• Estratto del documento
/---
A differenza del primo Dry Milano – aperto solo alla sera, nel 2013 in via Solferino e diventato subito una case history – questo nuovo Dry Milano ha una “doppia anima” diurna e serale, e una collocazione ancora più versatile. Posto nel cuore di uno dei quartieri della nuova movida milanese, all’angolo tra viale Vittorio Veneto e via Manuzio, il progetto valorizza la duplice esposizione della location grazie a tredici vetrine e un dehors sui Bastioni.

Il tema architettonico pone al centro la progettazione del rapporto con le persone. Un tema che si fa evidente nella scelta di eliminare il filtro tra chi lavora e chi è servito: rompere l’idea del bancone del bar come un altare laico. Ne consegue una distribuzione dello spazio non gerarchica tra luogo del cliente e luogo dello staff. Dry Milano è una pizzeria nella quale i codici estetici classici vengono sovvertiti: con il forno che non si vede, video di arte anziché di sport, una persistente disomogeneità tra funzioni e luoghi. Tutto al fine di determinare un nuovo sistema di confort per le relazioni tra le persone che si trovano ad abitare lo spazio, e per le relazioni tra cibo, drink e interazioni sociali.

Fino agli anni ’70 bere e mangiare non erano attività separate. I ristoranti avevano sempre la funzione di bar, una caratteristica che si è progressivamente persa lasciando spazio alla specializzazione dei locali. Dry Milano ha riconciliato queste due anime determinando un percepibile grado di empatia tra le diverse funzioni dello spazio. L’inserimento del bar ad interrompere la navata centrale costringe gli ospiti a muoversi ad S: intrattenendo una relazione con ambienti diversi, che cambiano in relazione all’orario, alla quantità di persone, all’intensità della luce. La qualità dello spazio incide sulla geometria delle relazioni, fino a creare comfort per stare bene anche da soli.

L’ambiente è fortemente caratterizzato dallo spirito del luogo, carico delle memorie che sono emerse durante la ristrutturazione. Il progetto architettonico ha reinterpretato in chiave moderna lo stile dell’epoca a cui risale l’edificio. Dove la bellezza non nasce da singoli elementi quanto dalla capacità di porre in armonia le preesistenze con i nuovi elementi disegnati. L’ingresso è occupato da un’imponente cocktail station dove è prevista la mise en place organizzata in tre atolli e circondata dai tavoli comuni. La seconda sala, invece, è dedicata al ristorante-pizzeria. Il decor mixa elementi d’epoca con altri più moderni, per un layout contemporaneo. Il pavimento in legno si contrappone ai muri storici, lasciati in parte grezzi. Il disegno dei tavoli – infantili, o primari, nella loro semplicità – è un omaggio alla poetica di Aldo Cibic. I materiali sono lavorati in modo inconsueto, come per la ceramica da pavimenti utilizzata sulla superficie dei tavoli in 3 tonalità, con bordi in ottone ruvido.
\---
• Da svolgere
a - Per il testo su Dry Milano, indica se ciascuna di queste affermazioni è in accordo con il testo, rispondendo sì o no e citando le parole che lo dimostrano: (i) il primo Dry Milano era aperto anche di giorno; (ii) il nuovo locale si trova all'angolo tra viale Vittorio Veneto e via Manuzio; (iii) nel locale vengono trasmessi video di sport.
b - Trascrivi dal testo su Dry Milano il brano che va da «A differenza del» fino a «dehors sui Bastioni.» compreso.

• Dati registrati
/---
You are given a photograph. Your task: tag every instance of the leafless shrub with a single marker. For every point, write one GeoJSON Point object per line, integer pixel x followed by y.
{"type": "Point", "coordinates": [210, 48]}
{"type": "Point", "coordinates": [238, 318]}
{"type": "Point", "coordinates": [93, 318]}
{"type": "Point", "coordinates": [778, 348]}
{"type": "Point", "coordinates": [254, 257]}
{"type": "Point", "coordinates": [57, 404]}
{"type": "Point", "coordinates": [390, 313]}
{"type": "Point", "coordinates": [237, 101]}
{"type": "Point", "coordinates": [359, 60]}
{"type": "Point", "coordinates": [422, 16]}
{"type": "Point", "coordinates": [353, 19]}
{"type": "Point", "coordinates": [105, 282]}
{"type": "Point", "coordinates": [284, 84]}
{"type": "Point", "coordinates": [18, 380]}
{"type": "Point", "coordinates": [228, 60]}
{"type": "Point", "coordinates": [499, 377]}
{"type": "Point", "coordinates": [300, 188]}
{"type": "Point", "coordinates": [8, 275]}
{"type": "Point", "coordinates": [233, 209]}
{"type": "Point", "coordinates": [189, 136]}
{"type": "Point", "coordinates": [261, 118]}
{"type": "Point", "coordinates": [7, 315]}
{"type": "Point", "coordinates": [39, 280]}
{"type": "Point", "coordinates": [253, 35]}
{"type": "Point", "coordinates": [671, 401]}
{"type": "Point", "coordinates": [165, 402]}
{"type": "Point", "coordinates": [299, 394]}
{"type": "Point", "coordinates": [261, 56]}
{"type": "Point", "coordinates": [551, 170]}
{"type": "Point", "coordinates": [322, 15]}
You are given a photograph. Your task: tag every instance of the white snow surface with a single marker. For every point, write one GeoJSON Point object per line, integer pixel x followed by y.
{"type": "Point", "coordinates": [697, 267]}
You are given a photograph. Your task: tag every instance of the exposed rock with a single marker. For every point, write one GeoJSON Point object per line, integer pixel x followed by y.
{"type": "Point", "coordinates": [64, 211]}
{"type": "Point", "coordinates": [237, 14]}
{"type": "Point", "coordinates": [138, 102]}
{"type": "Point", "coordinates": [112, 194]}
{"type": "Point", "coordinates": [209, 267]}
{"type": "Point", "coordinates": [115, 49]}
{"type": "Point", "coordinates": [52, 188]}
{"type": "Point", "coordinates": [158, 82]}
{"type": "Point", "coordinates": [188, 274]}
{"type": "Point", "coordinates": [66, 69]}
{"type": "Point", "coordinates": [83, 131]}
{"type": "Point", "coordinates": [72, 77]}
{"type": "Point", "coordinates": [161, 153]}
\---
• Risposte date
a -
(i) No: «aperto solo alla sera».
(ii) Sì: «all’angolo tra viale Vittorio Veneto e via Manuzio».
(iii) No: «video di arte anziché di sport».

b -
A differenza del primo Dry Milano – aperto solo alla sera, nel 2013 in via Solferino e diventato subito una case history – questo nuovo Dry Milano ha una “doppia anima” diurna e serale, e una collocazione ancora più versatile. Posto nel cuore di uno dei quartieri della nuova movida milanese, all’angolo tra viale Vittorio Veneto e via Manuzio, il progetto valorizza la duplice esposizione della location grazie a tredici vetrine e un dehors sui Bastioni.